== TASK OBJECTIVE ==
The entries below are to be repeated exactly as they stand.
════════════════
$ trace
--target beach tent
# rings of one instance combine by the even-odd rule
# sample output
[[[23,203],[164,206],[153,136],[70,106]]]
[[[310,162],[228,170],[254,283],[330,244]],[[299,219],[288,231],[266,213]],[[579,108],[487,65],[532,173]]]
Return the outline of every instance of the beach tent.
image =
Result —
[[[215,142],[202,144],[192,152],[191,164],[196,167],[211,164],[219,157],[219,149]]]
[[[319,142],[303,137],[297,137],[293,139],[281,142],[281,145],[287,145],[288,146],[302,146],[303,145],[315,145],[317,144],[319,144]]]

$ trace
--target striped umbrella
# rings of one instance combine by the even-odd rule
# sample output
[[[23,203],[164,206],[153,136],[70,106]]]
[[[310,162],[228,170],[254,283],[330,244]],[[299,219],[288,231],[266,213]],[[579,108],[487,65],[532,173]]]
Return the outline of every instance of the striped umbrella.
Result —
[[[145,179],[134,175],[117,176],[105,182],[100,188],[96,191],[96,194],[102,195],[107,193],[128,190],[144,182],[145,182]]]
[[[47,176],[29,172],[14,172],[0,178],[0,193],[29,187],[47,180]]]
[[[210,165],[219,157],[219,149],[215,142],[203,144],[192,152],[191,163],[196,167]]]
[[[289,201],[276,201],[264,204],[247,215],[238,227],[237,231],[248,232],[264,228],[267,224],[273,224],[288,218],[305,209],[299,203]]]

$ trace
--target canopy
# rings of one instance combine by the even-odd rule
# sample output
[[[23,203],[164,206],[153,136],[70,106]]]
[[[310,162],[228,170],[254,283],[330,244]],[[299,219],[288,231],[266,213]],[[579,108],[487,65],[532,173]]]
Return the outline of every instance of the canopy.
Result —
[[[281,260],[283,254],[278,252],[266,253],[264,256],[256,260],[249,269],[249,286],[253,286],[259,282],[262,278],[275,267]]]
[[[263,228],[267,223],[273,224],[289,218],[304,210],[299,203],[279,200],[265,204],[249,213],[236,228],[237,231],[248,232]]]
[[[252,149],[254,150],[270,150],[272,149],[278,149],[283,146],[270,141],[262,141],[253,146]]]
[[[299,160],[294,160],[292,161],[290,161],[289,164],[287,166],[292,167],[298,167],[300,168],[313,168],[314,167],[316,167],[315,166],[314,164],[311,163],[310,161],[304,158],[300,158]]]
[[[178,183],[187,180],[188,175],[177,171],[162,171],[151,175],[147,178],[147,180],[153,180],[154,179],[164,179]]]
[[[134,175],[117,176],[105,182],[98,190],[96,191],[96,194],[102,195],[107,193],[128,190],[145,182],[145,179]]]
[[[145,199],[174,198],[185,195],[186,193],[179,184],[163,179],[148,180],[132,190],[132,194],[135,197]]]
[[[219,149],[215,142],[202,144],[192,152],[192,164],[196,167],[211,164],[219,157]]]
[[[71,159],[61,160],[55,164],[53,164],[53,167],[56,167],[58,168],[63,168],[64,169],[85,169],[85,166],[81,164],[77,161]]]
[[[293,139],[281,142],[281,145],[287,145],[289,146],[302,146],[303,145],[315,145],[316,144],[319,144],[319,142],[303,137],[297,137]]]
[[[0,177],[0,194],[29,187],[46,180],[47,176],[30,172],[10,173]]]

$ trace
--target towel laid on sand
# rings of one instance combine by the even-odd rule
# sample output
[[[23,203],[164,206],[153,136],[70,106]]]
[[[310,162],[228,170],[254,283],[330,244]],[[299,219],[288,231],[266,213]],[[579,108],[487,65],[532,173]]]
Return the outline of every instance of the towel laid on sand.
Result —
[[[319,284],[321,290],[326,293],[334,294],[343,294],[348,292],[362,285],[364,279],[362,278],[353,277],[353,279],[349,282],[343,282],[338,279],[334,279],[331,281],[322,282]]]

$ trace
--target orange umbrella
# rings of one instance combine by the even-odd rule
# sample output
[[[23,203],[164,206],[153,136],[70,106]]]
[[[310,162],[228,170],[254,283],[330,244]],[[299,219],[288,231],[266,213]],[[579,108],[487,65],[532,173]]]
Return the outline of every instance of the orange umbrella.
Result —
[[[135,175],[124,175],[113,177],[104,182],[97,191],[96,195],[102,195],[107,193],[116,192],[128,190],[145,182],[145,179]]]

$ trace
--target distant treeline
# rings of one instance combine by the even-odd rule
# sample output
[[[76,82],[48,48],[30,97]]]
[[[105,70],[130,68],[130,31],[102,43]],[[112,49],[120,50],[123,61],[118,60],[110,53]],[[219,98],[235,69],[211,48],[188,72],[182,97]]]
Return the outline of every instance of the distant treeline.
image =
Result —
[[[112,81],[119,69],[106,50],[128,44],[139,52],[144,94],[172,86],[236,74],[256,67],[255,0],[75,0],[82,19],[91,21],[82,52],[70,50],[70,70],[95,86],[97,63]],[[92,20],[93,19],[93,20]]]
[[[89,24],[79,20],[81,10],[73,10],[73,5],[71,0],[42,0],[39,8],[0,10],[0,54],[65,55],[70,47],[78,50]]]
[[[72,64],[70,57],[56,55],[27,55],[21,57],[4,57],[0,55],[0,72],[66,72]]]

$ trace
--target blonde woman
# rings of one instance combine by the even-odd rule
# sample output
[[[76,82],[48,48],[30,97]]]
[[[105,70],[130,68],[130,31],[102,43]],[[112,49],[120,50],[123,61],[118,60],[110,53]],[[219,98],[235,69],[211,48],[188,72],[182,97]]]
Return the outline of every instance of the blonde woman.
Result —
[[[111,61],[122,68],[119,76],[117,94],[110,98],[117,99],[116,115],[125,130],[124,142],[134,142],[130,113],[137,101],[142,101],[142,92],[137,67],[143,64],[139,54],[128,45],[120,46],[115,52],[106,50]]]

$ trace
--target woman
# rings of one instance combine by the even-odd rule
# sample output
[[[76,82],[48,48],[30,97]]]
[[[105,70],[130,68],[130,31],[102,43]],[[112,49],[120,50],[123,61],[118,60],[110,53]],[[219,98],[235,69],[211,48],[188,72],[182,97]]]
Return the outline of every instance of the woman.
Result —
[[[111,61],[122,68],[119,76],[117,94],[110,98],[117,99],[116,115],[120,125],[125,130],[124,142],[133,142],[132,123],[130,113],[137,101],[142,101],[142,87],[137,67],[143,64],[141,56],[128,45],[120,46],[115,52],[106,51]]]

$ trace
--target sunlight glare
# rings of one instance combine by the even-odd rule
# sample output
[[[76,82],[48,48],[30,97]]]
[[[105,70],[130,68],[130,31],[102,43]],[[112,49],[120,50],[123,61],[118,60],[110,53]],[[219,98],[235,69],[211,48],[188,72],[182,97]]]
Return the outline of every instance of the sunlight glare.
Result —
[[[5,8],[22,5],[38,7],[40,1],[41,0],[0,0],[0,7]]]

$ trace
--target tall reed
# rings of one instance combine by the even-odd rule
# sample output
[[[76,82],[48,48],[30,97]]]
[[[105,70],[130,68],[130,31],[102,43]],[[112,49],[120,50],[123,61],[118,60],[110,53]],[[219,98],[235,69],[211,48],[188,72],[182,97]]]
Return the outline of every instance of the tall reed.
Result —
════════════════
== THE RESULT ==
$ trace
--target beach tent
# rings of one instance combine by the even-odd rule
# sample output
[[[23,203],[164,206],[153,136],[70,106]]]
[[[310,162],[228,170],[254,283],[330,244]],[[299,219],[288,231],[266,213]],[[579,108],[487,65],[532,173]]]
Return the outline of every instance of the beach tent.
image =
Result —
[[[215,142],[202,144],[192,152],[191,164],[196,167],[211,164],[219,157],[219,149]]]
[[[319,142],[303,137],[297,137],[293,139],[281,142],[281,145],[287,145],[288,146],[302,146],[303,145],[315,145],[317,144],[319,144]]]

$ trace
--target striped umbrella
# rings of one instance combine by the even-odd rule
# sample output
[[[23,203],[164,206],[153,136],[70,106]]]
[[[310,162],[228,170],[254,283],[330,244]],[[299,219],[288,231],[266,213]],[[579,108],[487,65],[532,173]]]
Return the outline of every instance of the striped umbrella.
Result —
[[[145,179],[134,175],[117,176],[105,182],[100,188],[96,191],[96,194],[102,195],[107,193],[128,190],[144,182],[145,182]]]
[[[47,176],[29,172],[14,172],[0,178],[0,193],[29,187],[47,180]]]
[[[210,165],[219,157],[219,149],[215,142],[203,144],[192,152],[191,163],[196,167]]]
[[[289,201],[276,201],[264,204],[247,215],[238,227],[237,231],[248,232],[264,228],[267,224],[273,224],[288,218],[305,209],[299,203]]]

$ trace
--target canopy
# rings of one instance combine by the even-odd rule
# sample output
[[[23,203],[164,206],[153,136],[70,106]]]
[[[310,162],[228,170],[254,283],[330,244]],[[299,219],[288,231],[266,213]],[[579,108],[487,65],[532,173]]]
Return the outline of every instance of the canopy.
Result —
[[[281,260],[283,254],[278,252],[266,253],[264,256],[256,260],[249,269],[249,286],[253,286],[259,282],[262,278],[275,267]]]
[[[263,228],[267,223],[273,224],[289,218],[304,210],[299,203],[279,200],[265,204],[249,213],[236,228],[237,231],[248,232]]]
[[[252,149],[254,150],[270,150],[272,149],[278,149],[283,146],[270,141],[262,141],[253,146]]]
[[[299,160],[294,160],[292,161],[290,161],[289,164],[287,166],[292,167],[298,167],[300,168],[313,168],[314,167],[316,167],[315,166],[314,164],[311,163],[310,161],[304,158],[300,158]]]
[[[178,183],[187,180],[188,175],[177,171],[162,171],[151,175],[147,178],[147,180],[153,180],[154,179],[164,179]]]
[[[134,175],[117,176],[105,182],[98,190],[96,191],[96,194],[102,195],[107,193],[128,190],[145,182],[145,179]]]
[[[145,199],[174,198],[185,195],[186,193],[179,184],[163,179],[148,180],[132,190],[132,194],[135,197]]]
[[[219,149],[215,142],[202,144],[192,152],[192,164],[196,167],[211,164],[219,157]]]
[[[71,159],[61,160],[55,164],[53,164],[53,167],[56,167],[58,168],[63,168],[64,169],[85,169],[85,166],[81,164],[77,161]]]
[[[293,139],[281,142],[281,145],[287,145],[289,146],[302,146],[303,145],[315,145],[316,144],[319,144],[319,142],[303,137],[297,137]]]
[[[0,177],[0,194],[29,187],[46,180],[47,176],[30,172],[10,173]]]

$ trace
--target towel laid on sand
# rings of one instance combine by the even-odd rule
# sample output
[[[23,203],[164,206],[153,136],[70,106]]]
[[[310,162],[228,170],[254,283],[330,244]],[[299,219],[288,231],[266,213]],[[579,108],[487,65],[532,173]]]
Return the outline of every instance of the towel laid on sand.
Result —
[[[319,284],[321,290],[326,293],[334,294],[343,294],[348,292],[362,285],[364,279],[362,278],[353,277],[353,279],[349,282],[343,282],[338,279],[334,279],[331,281],[322,282]]]

$ trace
--target orange umbrella
# rings of one instance combine by the even-odd rule
# sample output
[[[23,203],[164,206],[153,136],[70,106]]]
[[[310,162],[228,170],[254,283],[330,244]],[[299,219],[288,231],[266,213]],[[579,108],[487,65],[532,173]]]
Return the outline of every instance of the orange umbrella.
Result —
[[[135,175],[124,175],[113,177],[104,182],[97,191],[96,195],[102,195],[107,193],[116,192],[128,190],[145,182],[145,179]]]

$ trace
--target distant treeline
# rings of one instance combine by the even-odd rule
# sample output
[[[76,82],[48,48],[30,97]]]
[[[105,70],[130,68],[130,31],[102,43]],[[112,49],[120,50],[123,61],[118,60],[110,53]],[[219,98],[235,69],[211,48],[188,72],[182,97]]]
Return the outline of every instance of the distant treeline.
image =
Result —
[[[112,81],[119,69],[106,50],[128,44],[139,52],[144,94],[172,86],[236,74],[256,67],[255,0],[75,0],[82,19],[91,21],[82,52],[70,50],[70,70],[95,86],[97,63]],[[92,20],[93,19],[93,20]]]
[[[89,24],[79,20],[81,10],[73,10],[73,5],[71,0],[42,0],[39,8],[0,10],[0,54],[65,55],[70,47],[78,50]]]
[[[72,64],[70,57],[56,55],[27,55],[21,57],[4,57],[0,55],[0,72],[66,72]]]

$ trace
--target blonde woman
# rings of one instance combine by the even-odd rule
# sample output
[[[76,82],[48,48],[30,97]]]
[[[105,70],[130,68],[130,31],[102,43]],[[112,49],[120,50],[123,61],[118,60],[110,53]],[[219,98],[235,69],[211,48],[188,72],[182,97]]]
Return the outline of every instance of the blonde woman.
Result —
[[[111,61],[122,68],[119,76],[117,94],[110,98],[117,99],[116,115],[125,130],[124,142],[134,142],[130,113],[137,101],[142,101],[142,92],[137,67],[143,64],[139,54],[128,45],[120,46],[115,52],[106,50]]]

$ trace
--target woman
# rings of one instance combine by the even-odd rule
# sample output
[[[76,82],[48,48],[30,97]]]
[[[105,70],[130,68],[130,31],[102,43]],[[112,49],[120,50],[123,61],[118,60],[110,53]],[[219,98],[235,69],[211,48],[188,72],[182,97]]]
Return the outline of every instance of the woman.
Result —
[[[111,61],[122,68],[119,76],[117,94],[110,98],[117,99],[116,115],[120,125],[125,130],[124,142],[133,142],[132,123],[130,113],[137,101],[142,101],[142,87],[137,67],[143,64],[141,56],[128,45],[120,46],[115,52],[106,51]]]

$ trace
--target sunlight glare
# rings of one instance combine by the even-odd rule
# sample output
[[[76,82],[48,48],[30,97]]]
[[[105,70],[130,68],[130,31],[102,43]],[[112,49],[120,50],[123,61],[118,60],[110,53]],[[219,98],[235,69],[211,48],[188,72],[182,97]]]
Return the outline of every instance of the sunlight glare.
Result —
[[[5,8],[22,5],[38,7],[40,1],[41,0],[0,0],[0,7]]]

$ trace
--target tall reed
# rings of one instance combine by the even-odd rule
# sample output
[[[76,82],[48,48],[30,97]]]
[[[105,70],[130,68],[130,31],[102,43]],[[112,49],[120,50],[123,61],[118,60],[110,53]],[[219,98],[235,69],[211,48],[188,72],[182,97]]]
Return the outline of every instance of the tall reed.
Result —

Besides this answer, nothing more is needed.